--- Задание 1 ---
Изложите кратко в виде списка абзац текста ниже о проблемах российского образования, который начинается словами «Теперь о школах». Сохраните его основные факты.

--- Источник ---
· · · ·
Самая непростая проблема российского образования

Теперь о школах. Собственно гуманитарное образование давно уже сводилось у нас к трем предметам - истории, русскому языку и литературе, иностранному языку. Экономическая география всегда была своего рода справочным предметом, не подразумевающим обретение знаний, умений и ценностных ориентаций. О преподавании иностранных языков говорилось выше. Историю изучаем не по трудам именитых ученых или хотя бы авторов, имеющих определенный вкус к этой науке, а по наспех сочиненным книжкам методистов, людей, знающих, конечно же, обо всем на свете и оттого не сопротивляющихся, когда ветер гуляет у них в голове. Литература, от эффективности изучения которой во многом зависит и речевая компетенция, технологически по-прежнему преподается так, чтобы дети не читали и не учились искусству чтения. Переделанный нынче список обязательных для чтения произведений содержит нарочитый и ненужный компромисс между тем, что отбирала тов. Н. Крупская, а до нее революционные нигилисты-критики, и наследием писателей, изгнанных революцией из России, прошедших ГУЛАГ или подвергшихся иным репрессиям. В целом «прохождение» литературы в тех же технологически и идеологически заданных параметрах к искомому ценностнообразующему результату не ведет.

Откуда же вся эта инерция общественного сознания и эта очевидная деполитизация того, что должно было бы стать политикой? По нашему убеждению, беда в том, что власть пока и не задавалась вопросом, в чем может состоять новый «символ веры». Отсюда наркотическое действие старых смыслов «ложного сознания». Ностальгия по ним довлела над политической элитой 90-х годов, вселяла страх в сердца тех, кто мог, а по долгу службы и обязан был начать лоббирование новых ценностей или, на худой конец, хотя бы указать на их необходимость. От этого нелепого страха элита освободилась не прежде, чем страна и общество достигли некой точки бифуркации и стала очевидной невозможность возврата в историческое прошлое. Но, думается, именно это освобождение, раскрепощение элиты явилось важнейшим достижением последних семи лет, в чем несомненная заслуга тех, кто получил политическую власть в 2000 году. И теперь самое время задуматься о «символе веры», без которого смысловые версии гуманитарного образования останутся отраслевым «бизнесом». Ведь не хотим же мы, в самом деле, иметь, например, тот набор школьных «гуманитарных» учебников, чтение отрывков из которых вызывает регулярные скандальные обсуждения то в правительстве России, то в Госсовете, то в Федеральном собрании. А между тем выполнение следующих за скандалами поручений все еще ни к чему не приводит.

Никаких «внеотраслевых» признаков того, что власти по-настоящему готовы заняться решением всех этих проблем, мы пока не наблюдаем. Не проявляет себя должным образом и гуманитарная интеллектуальная элита. Относительно регулярное обращение к данной проблематике со стороны «бывших» (КПРФ и их

18

Образовательная политика

попутчики) ограничивается традиционным идеологическим подходом. Но как раз это последнее обстоятельство наводит нас на мысль о некой даже похвальности невмешательства властей. Разве это не служит доказательством того, что власть предпочитает отказ от государственной идеологии и в этом выявляет себя, несмотря на крики западных «политических демократов» и собственных отечественных «яблочно-новодворских», как либерально-демократическая? Возникает ведь закономерный вопрос: а как, собственно, формировать и осуществлять гуманитарную политику без соблазна прибегнуть к директиве, к силе? Как без конвоира привести всех или абсолютное большинство к единому символу веры? Как собрать этот символ на основе консенсуса, да чтоб он еще был к тому же непременно базовым? От подобных вопросов у кого угодно голова пойдет кругом.
· · · ·
--- Задание 2 ---
Сдвиньте на -73 каждую координату в ответах записей между строкой, содержащей "Each instance receives exactly one keypoint. Mark the ferry", и концом записей включительно. Приведите все эти строки заново, изменив только координаты.

--- Записи из набора данных для указания точек ---
· · · ·
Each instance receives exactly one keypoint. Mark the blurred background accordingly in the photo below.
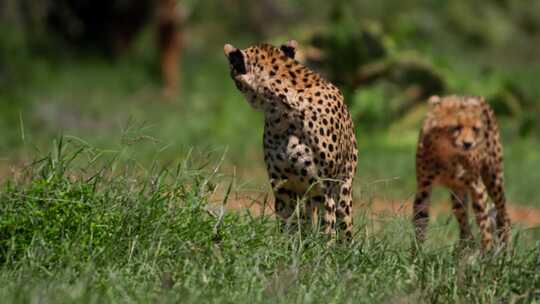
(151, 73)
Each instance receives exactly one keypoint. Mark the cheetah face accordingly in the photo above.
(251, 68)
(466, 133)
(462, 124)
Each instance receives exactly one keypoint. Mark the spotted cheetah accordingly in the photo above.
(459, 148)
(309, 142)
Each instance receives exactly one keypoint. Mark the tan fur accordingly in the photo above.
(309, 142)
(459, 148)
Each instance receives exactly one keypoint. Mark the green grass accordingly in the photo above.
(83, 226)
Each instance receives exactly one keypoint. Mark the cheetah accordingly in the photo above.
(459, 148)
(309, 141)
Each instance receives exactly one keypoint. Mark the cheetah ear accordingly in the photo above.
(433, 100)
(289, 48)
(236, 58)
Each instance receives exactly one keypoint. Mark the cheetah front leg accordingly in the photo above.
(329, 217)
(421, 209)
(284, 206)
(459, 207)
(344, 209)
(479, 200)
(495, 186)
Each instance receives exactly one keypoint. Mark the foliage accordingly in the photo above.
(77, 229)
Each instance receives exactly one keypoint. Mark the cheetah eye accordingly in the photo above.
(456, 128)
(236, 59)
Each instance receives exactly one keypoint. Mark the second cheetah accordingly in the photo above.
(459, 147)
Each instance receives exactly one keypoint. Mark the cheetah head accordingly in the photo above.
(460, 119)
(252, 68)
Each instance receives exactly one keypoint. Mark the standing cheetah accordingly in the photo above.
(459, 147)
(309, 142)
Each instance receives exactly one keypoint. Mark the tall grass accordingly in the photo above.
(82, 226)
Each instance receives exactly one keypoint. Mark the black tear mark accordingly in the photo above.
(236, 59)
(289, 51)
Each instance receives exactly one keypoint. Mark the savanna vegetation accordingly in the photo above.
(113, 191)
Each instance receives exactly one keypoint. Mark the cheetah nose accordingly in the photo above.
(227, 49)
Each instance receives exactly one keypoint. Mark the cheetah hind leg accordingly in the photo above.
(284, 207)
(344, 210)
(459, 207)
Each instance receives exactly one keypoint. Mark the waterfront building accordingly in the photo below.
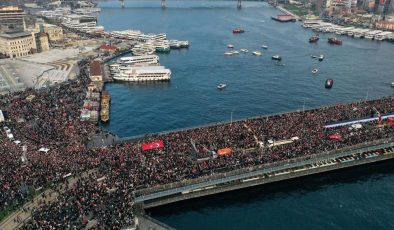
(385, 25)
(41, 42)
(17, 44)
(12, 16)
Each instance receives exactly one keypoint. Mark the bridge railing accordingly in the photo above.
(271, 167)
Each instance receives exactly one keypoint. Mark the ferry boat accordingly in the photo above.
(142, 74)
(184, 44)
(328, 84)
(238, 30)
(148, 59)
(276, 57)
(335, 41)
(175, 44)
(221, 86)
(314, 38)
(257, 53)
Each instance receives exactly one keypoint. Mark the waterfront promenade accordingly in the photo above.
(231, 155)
· · · ·
--- Ответ 1 ---
- Гуманитарное образование в школах давно сводится к трем предметам: истории, русскому языку и литературе, иностранному языку.
- Экономическая география всегда была справочным предметом и не давала знаний, умений и ценностных ориентаций.
- Историю изучают не по трудам именитых ученых, а по наспех сочиненным книжкам методистов.
- Литературу по-прежнему преподают так, что дети не читают и не учатся искусству чтения, хотя от этого во многом зависит речевая компетенция.
- Переделанный список обязательных произведений представляет собой ненужный компромисс. С одной стороны, в нем то, что отбирали Н. Крупская и революционные нигилисты-критики. С другой стороны, в нем наследие писателей, изгнанных из России, прошедших ГУЛАГ или подвергшихся иным репрессиям.
- «Прохождение» литературы в технологически и идеологически заданных рамках не ведет к ценностнообразующему результату.

--- Ответ 2 ---
Each instance receives exactly one keypoint. Mark the ferry boat accordingly in the photo above.
(69, 1)
(111, -29)
(255, 11)
(165, -43)
(75, -14)
(203, -16)
(262, -32)
(102, -29)
(148, 13)
(241, -35)
(184, -20)
Each instance receives exactly one keypoint. Mark the waterfront promenade accordingly in the photo above.
(158, 82)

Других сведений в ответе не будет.